- _Auszug zum Lesen_:

Unser Vorsitzender, der Genosse Abdullah Öcalan, und seine Partei, die PKK, führen einen großen Kampf sowohl für die Freiheit des Volkes von Kurdistan als auch für die demokratische Veränderung der türkischen Republik. Und sie führen diesen Kampf mit großer Entschiedenheit. Zum jetzigen Zeitpunkt haben sie, weil ein großer Krieg das erfordert, eine große Friedensoffensive begonnen. Trotz allem Negativen der türkischen Republik glauben sie, daß eine friedliche, demokratische Lösung im Interesse der Völker liegt. Zu Beginn unseres nationalen Befreiungskampfes hat sich die große Mehrheit der revolutionären, demokratischen und patriotischen Kräfte nicht am Kampf beteiligt und ihn nicht unterstützt. Das gleiche Verhalten wird in dem Kampf, den wir für eine friedliche, demokratische Lösung begonnen haben, gezeigt. So eine Position einzunehmen halten wir nicht für sinnvoll. Genauso, wie trotz derer, die solch eine Position hatten, sich der Krieg entwickelte, so wird auch, egal wie hoch der Preis dafür sein mag, der Kampf für eine friedliche, demokratische Lösung sich entwickeln. Aber unsere Partei ist nicht für eine Lösung gegen Euch. Wir erklären, daß es notwendig ist, daß Ihr Euch gegen das Todesurteil stellt, das gegen unser Volk in der Person unseres Vorsitzenden gefällt wurde, und Euch an der begonnenen Entwicklung beteiligt, um Eurer historischen Verantwortung gerecht zu werden.
Wir rufen alle revolutionären, demokratischen und patriotischen Kräfte auf, sich an einer Lösung auf der Basis einer demokratischen Republik zu beteiligen, um sich der nationalen Vernichtung entgegenzustellen.

- _Gestellte Aufgabe A_:
Gib aus dem Auszug über die PKK den Wortlaut unverändert wieder, beginnend bei "Wir rufen alle" und endend bei "nationalen Vernichtung entgegenzustellen.".
- _Gestellte Aufgabe B_:
Wie viele Zeilen der Datensätze enthalten die Zeichenfolge "white"? Groß- und Kleinschreibung zählt, und als Antwort genügt die Zahl.
Der Auszug und die Datensätze sind voneinander unabhängiges Material.

- _Zeilen aus einem Datensatz_:

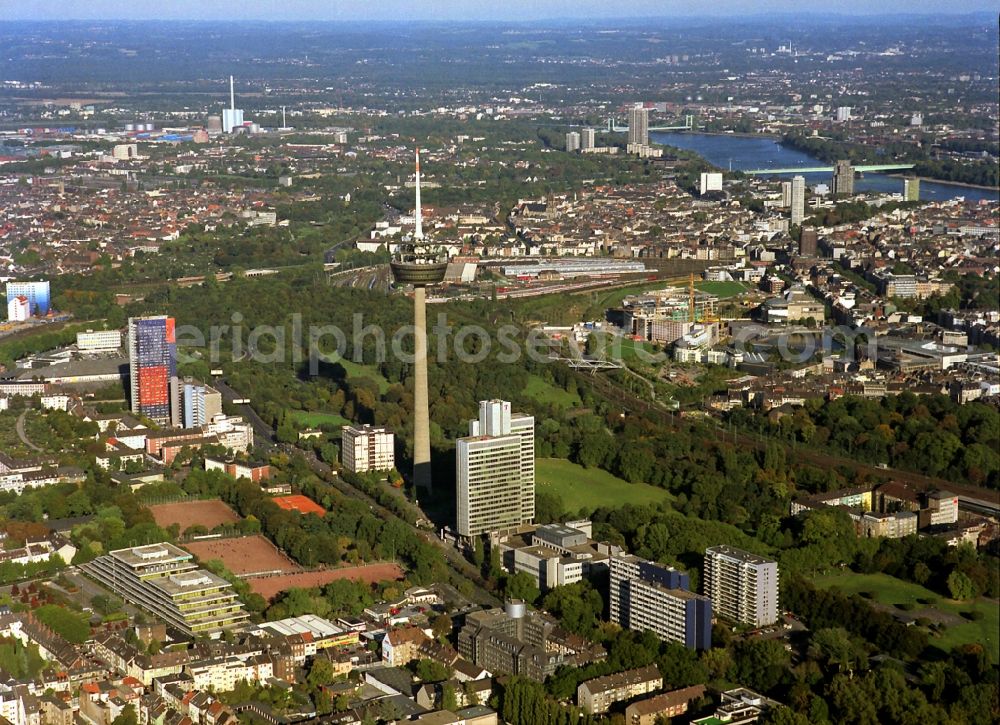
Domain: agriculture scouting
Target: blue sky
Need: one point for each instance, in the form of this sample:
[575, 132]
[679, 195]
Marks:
[453, 9]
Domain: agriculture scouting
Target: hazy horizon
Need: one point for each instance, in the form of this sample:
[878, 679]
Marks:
[467, 10]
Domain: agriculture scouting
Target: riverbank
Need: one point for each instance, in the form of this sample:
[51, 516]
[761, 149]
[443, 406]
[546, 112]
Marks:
[948, 183]
[726, 134]
[740, 153]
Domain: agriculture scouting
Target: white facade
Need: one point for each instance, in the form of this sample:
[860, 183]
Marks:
[367, 448]
[495, 470]
[743, 587]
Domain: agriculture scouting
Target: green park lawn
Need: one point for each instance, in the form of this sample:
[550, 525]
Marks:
[591, 488]
[922, 602]
[542, 391]
[314, 419]
[722, 290]
[355, 370]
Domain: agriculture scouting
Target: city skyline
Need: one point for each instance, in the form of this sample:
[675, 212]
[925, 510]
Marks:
[452, 10]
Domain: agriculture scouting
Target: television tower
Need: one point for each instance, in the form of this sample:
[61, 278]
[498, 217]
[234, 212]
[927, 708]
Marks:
[232, 117]
[420, 264]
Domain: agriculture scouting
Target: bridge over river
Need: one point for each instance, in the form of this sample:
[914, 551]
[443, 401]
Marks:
[821, 169]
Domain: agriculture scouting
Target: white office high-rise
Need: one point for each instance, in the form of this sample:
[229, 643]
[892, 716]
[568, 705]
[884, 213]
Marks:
[232, 117]
[798, 205]
[743, 587]
[495, 470]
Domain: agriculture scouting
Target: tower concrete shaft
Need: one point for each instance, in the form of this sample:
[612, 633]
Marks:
[421, 408]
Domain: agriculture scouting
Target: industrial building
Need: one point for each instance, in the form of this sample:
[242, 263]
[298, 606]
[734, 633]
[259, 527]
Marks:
[495, 471]
[37, 294]
[153, 387]
[165, 581]
[367, 448]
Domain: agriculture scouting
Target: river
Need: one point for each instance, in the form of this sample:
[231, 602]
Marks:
[756, 152]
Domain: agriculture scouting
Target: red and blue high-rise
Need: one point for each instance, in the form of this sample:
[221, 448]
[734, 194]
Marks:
[153, 369]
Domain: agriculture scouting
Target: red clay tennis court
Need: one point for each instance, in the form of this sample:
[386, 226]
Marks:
[271, 586]
[302, 504]
[188, 513]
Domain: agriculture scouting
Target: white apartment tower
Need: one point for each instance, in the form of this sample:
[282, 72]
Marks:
[798, 200]
[743, 587]
[367, 448]
[495, 470]
[638, 125]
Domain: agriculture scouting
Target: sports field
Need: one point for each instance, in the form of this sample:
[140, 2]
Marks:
[921, 602]
[591, 488]
[271, 586]
[189, 513]
[243, 555]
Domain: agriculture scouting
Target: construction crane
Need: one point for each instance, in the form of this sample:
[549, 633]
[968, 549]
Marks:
[691, 299]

- _Ergebnis A_:
Wir rufen alle revolutionären, demokratischen und patriotischen Kräfte auf, sich an einer Lösung auf der Basis einer demokratischen Republik zu beteiligen, um sich der nationalen Vernichtung entgegenzustellen.

- _Ergebnis B_:
3